→ BRANO:
# # # # # # #
Chissà quale storia avremmo scritto oggi, se don Vitalini fosse stato consacrato vescovo
La figura di don Vitalini, scomparso in questi giorni a causa del coronavirus, permette di fare tante riflessioni, non solo di carattere teologico. Certo, la teologia era la sua passione in quanto sacerdote, studioso e docente alla facoltà di teologia di Friborgo, alla quale ha dedicato tanti anni della sua vita. Anni nei quali è stato anche rettore del seminario teologico, sempre a Friborgo, il Salesianum, dove hanno soggiornato e studiato tanti preti che la nostra diocesi inviava per una formazione superiore oltre Gottardo.
Senza entrare troppo nei dettagli, visto che non ne abbiamo le competenze, incontrandolo o seguendolo nelle sue tante apparizioni all'allora Tsi, nella rubrica del sabato ‘il Vangelo di domani’, ci colpiva la sua voglia di comunicare che Dio è amore. Egli - per citare un bel titolo scelto dal collega Carlo Silini che lo ha conosciuto molto bene – è effettivamente stato ‘il teologo della gioia’. Un innamorato del Concilio Vaticano Secondo, che non ha trovato la sua completa concretizzazione, perché - lo si sa - dopo l'entusiasmo per alcuni coraggiosi cambiamenti e aperture, a Roma le forze conservatrici hanno ripreso in mano il freno. Così il teologo Vitalini per un paio di volte arrivò vicinissimo all’episcopato, senza però divenire vescovo. In una di quelle occasioni a lui venne preferito un altro docente, molto intelligente e capace, suo collega alla facoltà di Friborgo, don Eugenio Corecco, incarnazione in quegli anni - gli anni in cui ai vertici della chiesa cattolica c'era il papa polacco Karol Wojtyla che aveva conosciuto per le sue profonde conoscenze in diritto canonico - di una visione teologica diversa da quella di Vitalini. E il corso, o se preferite la vita di don Vitalini, subì una svolta.
# # # # # # #
→ RIGHE FORNITE:

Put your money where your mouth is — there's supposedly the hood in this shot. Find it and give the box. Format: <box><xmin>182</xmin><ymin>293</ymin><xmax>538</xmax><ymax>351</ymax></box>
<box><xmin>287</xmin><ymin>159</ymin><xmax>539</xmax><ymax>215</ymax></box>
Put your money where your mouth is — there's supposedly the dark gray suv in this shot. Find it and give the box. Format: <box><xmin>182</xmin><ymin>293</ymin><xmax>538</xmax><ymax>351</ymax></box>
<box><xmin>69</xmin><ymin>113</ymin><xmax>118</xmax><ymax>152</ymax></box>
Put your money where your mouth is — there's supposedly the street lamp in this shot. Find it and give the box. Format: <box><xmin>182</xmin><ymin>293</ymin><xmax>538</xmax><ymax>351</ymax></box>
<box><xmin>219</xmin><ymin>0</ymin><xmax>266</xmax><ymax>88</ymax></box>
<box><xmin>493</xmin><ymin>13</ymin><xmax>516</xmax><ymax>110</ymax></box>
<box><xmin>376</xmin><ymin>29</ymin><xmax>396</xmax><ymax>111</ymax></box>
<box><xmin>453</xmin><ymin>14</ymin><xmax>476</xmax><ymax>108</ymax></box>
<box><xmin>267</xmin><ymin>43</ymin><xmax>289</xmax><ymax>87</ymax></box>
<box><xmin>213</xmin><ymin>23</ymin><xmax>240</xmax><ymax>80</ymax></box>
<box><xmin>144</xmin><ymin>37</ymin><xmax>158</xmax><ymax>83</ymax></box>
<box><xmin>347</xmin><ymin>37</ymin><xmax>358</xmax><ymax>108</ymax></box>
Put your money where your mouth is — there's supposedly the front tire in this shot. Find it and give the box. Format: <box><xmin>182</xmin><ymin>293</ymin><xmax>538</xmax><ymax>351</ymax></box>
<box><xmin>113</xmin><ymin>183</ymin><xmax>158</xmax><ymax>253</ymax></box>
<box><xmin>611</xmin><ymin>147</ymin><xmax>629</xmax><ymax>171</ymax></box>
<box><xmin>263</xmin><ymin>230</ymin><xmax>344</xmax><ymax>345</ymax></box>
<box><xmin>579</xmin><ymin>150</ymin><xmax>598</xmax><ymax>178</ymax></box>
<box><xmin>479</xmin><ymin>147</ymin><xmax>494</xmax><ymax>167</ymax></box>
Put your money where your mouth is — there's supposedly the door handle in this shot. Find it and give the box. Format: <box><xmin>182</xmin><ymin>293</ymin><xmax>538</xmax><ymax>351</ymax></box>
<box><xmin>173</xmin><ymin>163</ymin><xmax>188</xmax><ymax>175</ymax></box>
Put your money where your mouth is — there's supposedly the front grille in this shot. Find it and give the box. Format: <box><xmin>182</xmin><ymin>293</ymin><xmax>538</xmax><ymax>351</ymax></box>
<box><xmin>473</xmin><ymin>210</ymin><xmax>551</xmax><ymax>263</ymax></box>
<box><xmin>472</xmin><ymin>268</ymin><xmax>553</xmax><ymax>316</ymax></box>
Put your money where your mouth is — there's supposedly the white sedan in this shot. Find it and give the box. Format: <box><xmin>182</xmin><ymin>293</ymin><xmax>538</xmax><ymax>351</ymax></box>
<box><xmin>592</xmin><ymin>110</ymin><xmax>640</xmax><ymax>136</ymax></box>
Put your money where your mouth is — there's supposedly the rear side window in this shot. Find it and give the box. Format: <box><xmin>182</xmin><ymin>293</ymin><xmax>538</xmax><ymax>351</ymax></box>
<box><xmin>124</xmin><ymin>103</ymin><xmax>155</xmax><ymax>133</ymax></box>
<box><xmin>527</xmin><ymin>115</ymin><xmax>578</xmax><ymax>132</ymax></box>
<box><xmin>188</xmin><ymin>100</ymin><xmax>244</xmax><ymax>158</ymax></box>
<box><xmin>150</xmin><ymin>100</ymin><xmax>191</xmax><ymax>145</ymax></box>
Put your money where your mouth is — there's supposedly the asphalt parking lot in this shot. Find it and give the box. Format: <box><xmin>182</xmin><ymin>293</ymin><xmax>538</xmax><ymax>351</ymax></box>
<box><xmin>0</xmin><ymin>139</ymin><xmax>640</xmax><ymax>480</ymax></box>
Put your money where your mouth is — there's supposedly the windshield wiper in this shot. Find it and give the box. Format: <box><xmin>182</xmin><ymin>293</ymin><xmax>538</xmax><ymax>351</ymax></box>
# # # # # # #
→ ESERCIZIO: Riprendi il brano su don Vitalini da dove si ferma e portalo avanti. Le righe sono materiale a parte, che non fa parte del brano.

→ SOLUZIONE:
Monsignor Corecco, ancora prima della creazione da parte dei comuni di Lugano e Mendrisio dell’Università sul Ceresio e dell'Accademia di Botta, fondò la sua facoltà di teologia a Lugano. Segno evidente che quell’ex docente di diritto canonico, divenuto vescovo, non considerava la facoltà di Friborgo abbastanza in linea con la chiesa ufficiale e che ne andava fondata una nuova? Stessa sorte toccò al Seminario di Friborgo, la cui responsabilità passò da don Vitalini ad altri. Un confino, quello di Vitalini, che durò parecchi anni fino a quando, dopo la prematura scomparsa di mons. Corecco, venne consacrato don Grampa. Mons. Grampa lo volle allora accanto come pro-vicario generale.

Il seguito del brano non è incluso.